━━━━━ THE INPUT

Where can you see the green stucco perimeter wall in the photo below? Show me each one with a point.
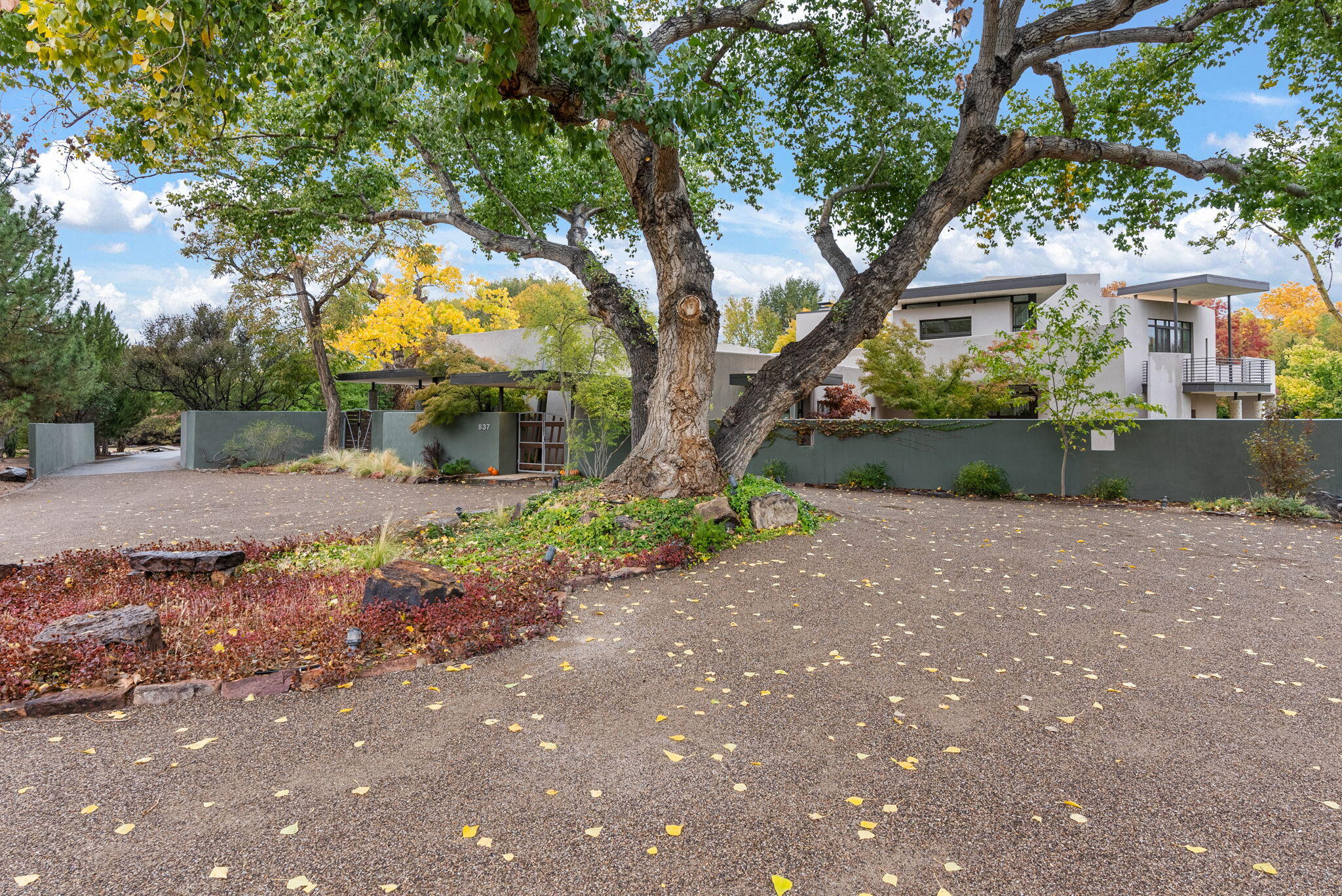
(55, 445)
(485, 439)
(204, 432)
(1176, 459)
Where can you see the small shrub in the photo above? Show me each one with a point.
(381, 464)
(156, 430)
(866, 477)
(1219, 503)
(1286, 508)
(1110, 489)
(982, 478)
(458, 467)
(1282, 459)
(265, 441)
(708, 537)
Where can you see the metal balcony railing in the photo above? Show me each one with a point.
(1258, 372)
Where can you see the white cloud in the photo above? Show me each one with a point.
(90, 200)
(136, 293)
(1256, 98)
(1233, 141)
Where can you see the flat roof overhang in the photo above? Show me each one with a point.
(1200, 286)
(744, 380)
(408, 377)
(979, 289)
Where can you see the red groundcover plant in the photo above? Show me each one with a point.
(263, 619)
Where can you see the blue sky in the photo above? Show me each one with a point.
(126, 255)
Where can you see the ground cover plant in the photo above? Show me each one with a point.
(293, 601)
(265, 619)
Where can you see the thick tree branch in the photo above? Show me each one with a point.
(1065, 102)
(1096, 151)
(740, 16)
(1039, 48)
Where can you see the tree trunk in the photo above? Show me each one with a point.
(676, 455)
(333, 438)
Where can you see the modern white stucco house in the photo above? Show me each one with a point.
(1172, 357)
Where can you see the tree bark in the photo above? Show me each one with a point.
(676, 457)
(333, 438)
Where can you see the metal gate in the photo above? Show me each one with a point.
(540, 441)
(358, 430)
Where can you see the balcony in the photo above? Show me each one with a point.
(1225, 376)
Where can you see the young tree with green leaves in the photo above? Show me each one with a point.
(1062, 356)
(46, 365)
(896, 372)
(514, 121)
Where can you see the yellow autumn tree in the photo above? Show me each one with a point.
(786, 337)
(407, 314)
(1297, 306)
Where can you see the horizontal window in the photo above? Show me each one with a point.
(944, 327)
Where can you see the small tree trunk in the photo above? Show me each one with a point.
(332, 438)
(1062, 478)
(676, 457)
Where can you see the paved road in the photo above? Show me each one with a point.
(61, 513)
(140, 462)
(1117, 686)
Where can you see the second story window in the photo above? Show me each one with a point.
(944, 327)
(1022, 312)
(1162, 336)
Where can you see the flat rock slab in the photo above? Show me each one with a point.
(259, 686)
(165, 692)
(410, 584)
(192, 563)
(78, 701)
(773, 510)
(136, 625)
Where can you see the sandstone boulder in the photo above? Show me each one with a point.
(411, 584)
(136, 625)
(165, 692)
(773, 510)
(717, 510)
(187, 563)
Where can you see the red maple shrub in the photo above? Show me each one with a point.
(843, 403)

━━━━━━━━━━

== EXERCISE REQUIREMENTS ==
Could you restate every entry above word for word, leaving out the pictures?

== RESPONSE BOX ==
Where can you see the green stucco perimeter wall in the photo below? Show me each one with a point.
(55, 445)
(485, 439)
(204, 432)
(1176, 459)
Where can you see the small shrub in the photo above? Show me each one with a point.
(381, 464)
(156, 430)
(866, 477)
(1219, 503)
(1286, 508)
(1110, 489)
(982, 478)
(458, 467)
(1282, 459)
(265, 441)
(708, 537)
Where can you see the metal balcony railing in the photo above? Show me each one with a point.
(1258, 372)
Where can you see the white cloud in the photo above? Show me each one with a point.
(90, 200)
(136, 293)
(1256, 98)
(1233, 141)
Where can you see the flat roof overhang in the photo above? Show me each one with a point.
(1200, 286)
(744, 380)
(408, 377)
(979, 289)
Where can you see the red groundcover plant in the photo above? Show me each one with a point.
(263, 619)
Where can you see the blue sky in the photo above? Show me each one with a point.
(126, 255)
Where can you see the ground cover plant in the photo above? Show me each one with a point.
(293, 601)
(265, 619)
Where can you see the thick tree branch in the photo above? Show me each one with a point.
(1065, 102)
(1096, 151)
(740, 16)
(1039, 48)
Where can you see the tree trunk in the photo above? Show me each one with a point.
(676, 455)
(333, 438)
Where can you see the modern white stucco house in the photo above? Show me each one with a point.
(1172, 357)
Where can you see the tree bark in the photo above? Show me each one with a point.
(676, 457)
(333, 438)
Where can you see the metal gate in the photo above? Show me each one with a point.
(540, 441)
(358, 430)
Where can you see the balcony in the photo above? Show me each one with a point.
(1225, 376)
Where can you see the young tree with green leaves in the photo above? Show me each one with a point.
(1062, 356)
(46, 365)
(896, 372)
(514, 121)
Where can you see the yellow autumn tree in the photo above? Show me each one with a point.
(786, 337)
(407, 314)
(1297, 306)
Where can you see the horizontal window in the photo above? Show me each one with a point.
(944, 327)
Where can you see the small tree trunk in the photo above? Show me each one with a point.
(332, 438)
(1062, 478)
(676, 457)
Where can you see the paved road in the photo above? Show me each one with a point.
(61, 513)
(140, 462)
(1117, 686)
Where can you see the second story window in the photo above? Show me each one with a point.
(944, 327)
(1022, 312)
(1162, 336)
Where can you see the flat rock slab in the photo above? Show me each one with a point.
(259, 686)
(165, 692)
(410, 584)
(192, 563)
(78, 701)
(773, 510)
(136, 625)
Where can you see the sandstone boulder in the photo above? Show me each one with a point.
(411, 584)
(136, 625)
(165, 692)
(773, 510)
(717, 510)
(187, 563)
Where can you see the red maple shrub in the photo above? Show me each one with a point.
(843, 403)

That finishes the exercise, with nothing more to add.